__Your task__: What lines of the data below hold the string "cream"? Copy each one out.

__Working data__:
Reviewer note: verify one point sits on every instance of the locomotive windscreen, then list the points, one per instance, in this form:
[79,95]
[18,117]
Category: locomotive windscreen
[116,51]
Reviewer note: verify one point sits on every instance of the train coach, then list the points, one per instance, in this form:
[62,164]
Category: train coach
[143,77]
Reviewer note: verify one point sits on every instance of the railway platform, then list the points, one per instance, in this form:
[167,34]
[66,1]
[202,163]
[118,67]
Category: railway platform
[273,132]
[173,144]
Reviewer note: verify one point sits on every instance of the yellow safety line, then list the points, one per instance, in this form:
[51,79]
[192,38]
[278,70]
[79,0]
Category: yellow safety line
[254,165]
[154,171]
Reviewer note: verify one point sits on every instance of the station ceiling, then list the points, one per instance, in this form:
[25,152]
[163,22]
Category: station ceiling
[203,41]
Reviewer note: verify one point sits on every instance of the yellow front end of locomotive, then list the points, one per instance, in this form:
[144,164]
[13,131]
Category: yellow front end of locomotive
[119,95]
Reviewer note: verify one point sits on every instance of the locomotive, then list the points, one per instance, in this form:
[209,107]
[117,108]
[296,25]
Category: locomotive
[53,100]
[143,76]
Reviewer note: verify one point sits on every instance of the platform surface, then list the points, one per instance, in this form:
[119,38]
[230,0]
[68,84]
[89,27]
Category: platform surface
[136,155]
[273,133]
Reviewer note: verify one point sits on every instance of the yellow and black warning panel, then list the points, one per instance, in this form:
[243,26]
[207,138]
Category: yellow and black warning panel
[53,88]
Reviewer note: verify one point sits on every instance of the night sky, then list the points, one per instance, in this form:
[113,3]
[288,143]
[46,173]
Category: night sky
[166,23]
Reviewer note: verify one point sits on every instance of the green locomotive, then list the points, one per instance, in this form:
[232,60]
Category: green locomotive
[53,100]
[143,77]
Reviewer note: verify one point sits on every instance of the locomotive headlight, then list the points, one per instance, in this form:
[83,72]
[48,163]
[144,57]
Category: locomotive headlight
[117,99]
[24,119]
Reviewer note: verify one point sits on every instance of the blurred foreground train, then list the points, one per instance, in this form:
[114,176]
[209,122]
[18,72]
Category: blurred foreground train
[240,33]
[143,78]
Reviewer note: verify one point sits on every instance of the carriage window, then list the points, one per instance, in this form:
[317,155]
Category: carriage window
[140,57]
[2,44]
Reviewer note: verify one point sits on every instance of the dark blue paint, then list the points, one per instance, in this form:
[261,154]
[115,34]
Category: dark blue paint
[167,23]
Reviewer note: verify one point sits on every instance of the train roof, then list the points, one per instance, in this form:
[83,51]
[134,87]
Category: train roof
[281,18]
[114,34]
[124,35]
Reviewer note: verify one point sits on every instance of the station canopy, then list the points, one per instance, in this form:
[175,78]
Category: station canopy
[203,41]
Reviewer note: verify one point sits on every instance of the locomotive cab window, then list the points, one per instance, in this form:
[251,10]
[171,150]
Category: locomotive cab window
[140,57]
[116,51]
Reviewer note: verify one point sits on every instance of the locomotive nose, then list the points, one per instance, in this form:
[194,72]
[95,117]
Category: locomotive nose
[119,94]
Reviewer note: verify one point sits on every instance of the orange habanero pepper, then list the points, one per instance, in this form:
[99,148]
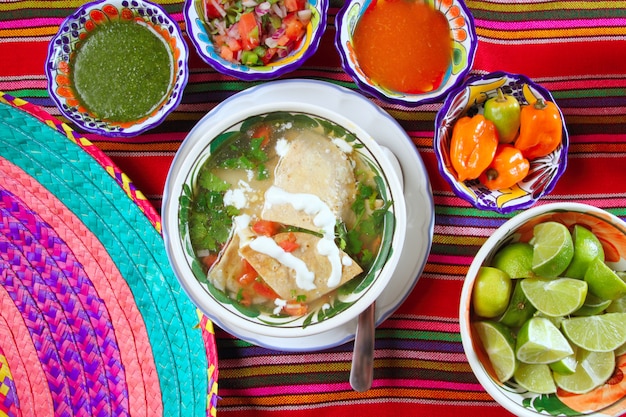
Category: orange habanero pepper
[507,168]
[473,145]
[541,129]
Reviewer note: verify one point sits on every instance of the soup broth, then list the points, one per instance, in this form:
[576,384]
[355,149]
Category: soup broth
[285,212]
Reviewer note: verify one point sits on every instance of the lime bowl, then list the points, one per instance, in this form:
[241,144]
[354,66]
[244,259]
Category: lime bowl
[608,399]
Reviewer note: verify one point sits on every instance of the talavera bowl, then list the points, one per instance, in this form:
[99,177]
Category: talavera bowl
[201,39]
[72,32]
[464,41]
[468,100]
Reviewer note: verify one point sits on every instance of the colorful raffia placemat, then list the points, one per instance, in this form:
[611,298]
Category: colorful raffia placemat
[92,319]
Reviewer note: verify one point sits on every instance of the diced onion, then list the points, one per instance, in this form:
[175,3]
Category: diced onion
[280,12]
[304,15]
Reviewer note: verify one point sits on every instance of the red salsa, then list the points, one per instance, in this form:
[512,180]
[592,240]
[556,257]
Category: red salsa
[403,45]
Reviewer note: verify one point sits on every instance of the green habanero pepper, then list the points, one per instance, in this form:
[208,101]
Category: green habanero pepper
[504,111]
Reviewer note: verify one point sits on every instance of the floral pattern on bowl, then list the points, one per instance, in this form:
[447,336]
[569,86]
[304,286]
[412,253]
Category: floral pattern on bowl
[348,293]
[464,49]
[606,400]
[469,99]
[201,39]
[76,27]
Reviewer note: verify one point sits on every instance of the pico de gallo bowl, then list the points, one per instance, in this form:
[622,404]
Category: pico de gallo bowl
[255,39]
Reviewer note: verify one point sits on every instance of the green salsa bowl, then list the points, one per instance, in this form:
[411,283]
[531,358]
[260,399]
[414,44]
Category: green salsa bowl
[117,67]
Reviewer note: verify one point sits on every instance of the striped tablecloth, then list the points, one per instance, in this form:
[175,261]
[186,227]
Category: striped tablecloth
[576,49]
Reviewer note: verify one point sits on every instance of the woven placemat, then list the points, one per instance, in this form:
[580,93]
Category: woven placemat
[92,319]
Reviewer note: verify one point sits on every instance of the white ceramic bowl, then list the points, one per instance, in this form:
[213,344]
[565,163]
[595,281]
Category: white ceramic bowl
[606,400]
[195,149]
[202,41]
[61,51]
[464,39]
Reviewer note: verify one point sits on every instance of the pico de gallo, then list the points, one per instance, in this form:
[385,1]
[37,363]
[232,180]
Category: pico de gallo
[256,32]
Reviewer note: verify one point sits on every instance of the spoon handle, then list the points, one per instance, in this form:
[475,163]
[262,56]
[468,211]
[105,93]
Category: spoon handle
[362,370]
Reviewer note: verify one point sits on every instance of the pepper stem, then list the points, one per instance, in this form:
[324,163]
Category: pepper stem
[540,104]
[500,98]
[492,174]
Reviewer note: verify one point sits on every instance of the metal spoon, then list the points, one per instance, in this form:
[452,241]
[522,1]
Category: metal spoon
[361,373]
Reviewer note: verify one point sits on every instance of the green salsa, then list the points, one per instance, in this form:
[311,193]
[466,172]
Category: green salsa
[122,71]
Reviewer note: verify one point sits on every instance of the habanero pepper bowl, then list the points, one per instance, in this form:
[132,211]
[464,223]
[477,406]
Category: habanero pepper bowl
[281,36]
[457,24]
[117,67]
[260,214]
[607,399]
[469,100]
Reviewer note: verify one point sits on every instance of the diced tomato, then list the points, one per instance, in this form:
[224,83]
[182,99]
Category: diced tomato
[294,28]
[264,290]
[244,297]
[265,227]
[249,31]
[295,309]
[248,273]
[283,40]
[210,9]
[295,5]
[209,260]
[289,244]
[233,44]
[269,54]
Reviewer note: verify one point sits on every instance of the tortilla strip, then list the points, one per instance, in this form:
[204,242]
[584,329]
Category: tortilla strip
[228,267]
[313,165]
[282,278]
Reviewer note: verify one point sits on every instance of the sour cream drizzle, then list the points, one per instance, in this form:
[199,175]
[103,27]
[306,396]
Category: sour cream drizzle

---

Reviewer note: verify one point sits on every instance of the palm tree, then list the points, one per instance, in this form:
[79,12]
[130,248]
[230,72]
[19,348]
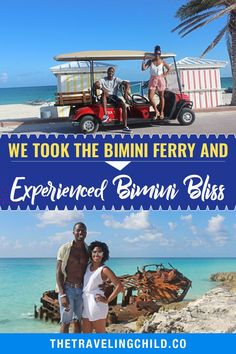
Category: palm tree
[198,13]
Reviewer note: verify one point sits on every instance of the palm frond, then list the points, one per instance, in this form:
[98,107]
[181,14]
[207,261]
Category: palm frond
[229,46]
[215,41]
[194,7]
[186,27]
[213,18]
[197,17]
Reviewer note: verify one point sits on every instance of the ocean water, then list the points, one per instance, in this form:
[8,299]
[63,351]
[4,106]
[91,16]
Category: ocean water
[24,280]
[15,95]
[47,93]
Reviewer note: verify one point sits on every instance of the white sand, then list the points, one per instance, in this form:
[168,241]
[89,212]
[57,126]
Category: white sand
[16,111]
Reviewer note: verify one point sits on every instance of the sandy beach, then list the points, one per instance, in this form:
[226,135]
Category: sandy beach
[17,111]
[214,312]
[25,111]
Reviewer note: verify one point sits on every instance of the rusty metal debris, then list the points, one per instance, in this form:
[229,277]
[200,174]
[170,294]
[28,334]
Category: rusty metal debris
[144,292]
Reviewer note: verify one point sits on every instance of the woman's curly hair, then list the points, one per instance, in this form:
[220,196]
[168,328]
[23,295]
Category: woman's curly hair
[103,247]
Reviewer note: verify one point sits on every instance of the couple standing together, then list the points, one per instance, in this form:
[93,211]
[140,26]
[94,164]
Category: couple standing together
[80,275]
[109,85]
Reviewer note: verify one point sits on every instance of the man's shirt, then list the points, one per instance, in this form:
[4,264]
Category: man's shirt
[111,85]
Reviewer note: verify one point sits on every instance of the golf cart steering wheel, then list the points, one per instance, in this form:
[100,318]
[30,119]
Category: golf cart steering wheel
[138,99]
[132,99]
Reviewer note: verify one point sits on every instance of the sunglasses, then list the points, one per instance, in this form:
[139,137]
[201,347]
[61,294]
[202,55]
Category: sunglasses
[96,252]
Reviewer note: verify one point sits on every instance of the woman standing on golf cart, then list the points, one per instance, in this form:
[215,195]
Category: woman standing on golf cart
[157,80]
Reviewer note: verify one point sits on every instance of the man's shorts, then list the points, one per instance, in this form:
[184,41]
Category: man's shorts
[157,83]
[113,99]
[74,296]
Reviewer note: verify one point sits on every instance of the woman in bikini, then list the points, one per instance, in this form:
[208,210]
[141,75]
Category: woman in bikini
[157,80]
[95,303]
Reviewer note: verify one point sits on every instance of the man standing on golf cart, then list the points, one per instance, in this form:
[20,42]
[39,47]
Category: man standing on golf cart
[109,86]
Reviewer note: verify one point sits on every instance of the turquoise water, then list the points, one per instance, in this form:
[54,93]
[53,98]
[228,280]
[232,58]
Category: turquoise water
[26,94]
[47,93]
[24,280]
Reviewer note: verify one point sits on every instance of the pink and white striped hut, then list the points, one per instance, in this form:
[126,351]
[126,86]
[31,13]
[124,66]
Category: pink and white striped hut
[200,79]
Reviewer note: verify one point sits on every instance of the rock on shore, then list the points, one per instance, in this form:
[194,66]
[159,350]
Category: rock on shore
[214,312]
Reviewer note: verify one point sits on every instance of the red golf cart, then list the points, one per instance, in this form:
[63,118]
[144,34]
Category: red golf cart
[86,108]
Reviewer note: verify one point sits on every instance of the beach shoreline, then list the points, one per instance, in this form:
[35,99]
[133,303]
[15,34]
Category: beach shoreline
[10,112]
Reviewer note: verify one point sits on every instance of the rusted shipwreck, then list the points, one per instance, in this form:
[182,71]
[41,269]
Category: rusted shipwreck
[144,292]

__Reply to the task__:
Reviewer note: verify one point sits on every instance of the sour cream drizzle, then list the points, one per instance, in this form:
Category: sour cream drizzle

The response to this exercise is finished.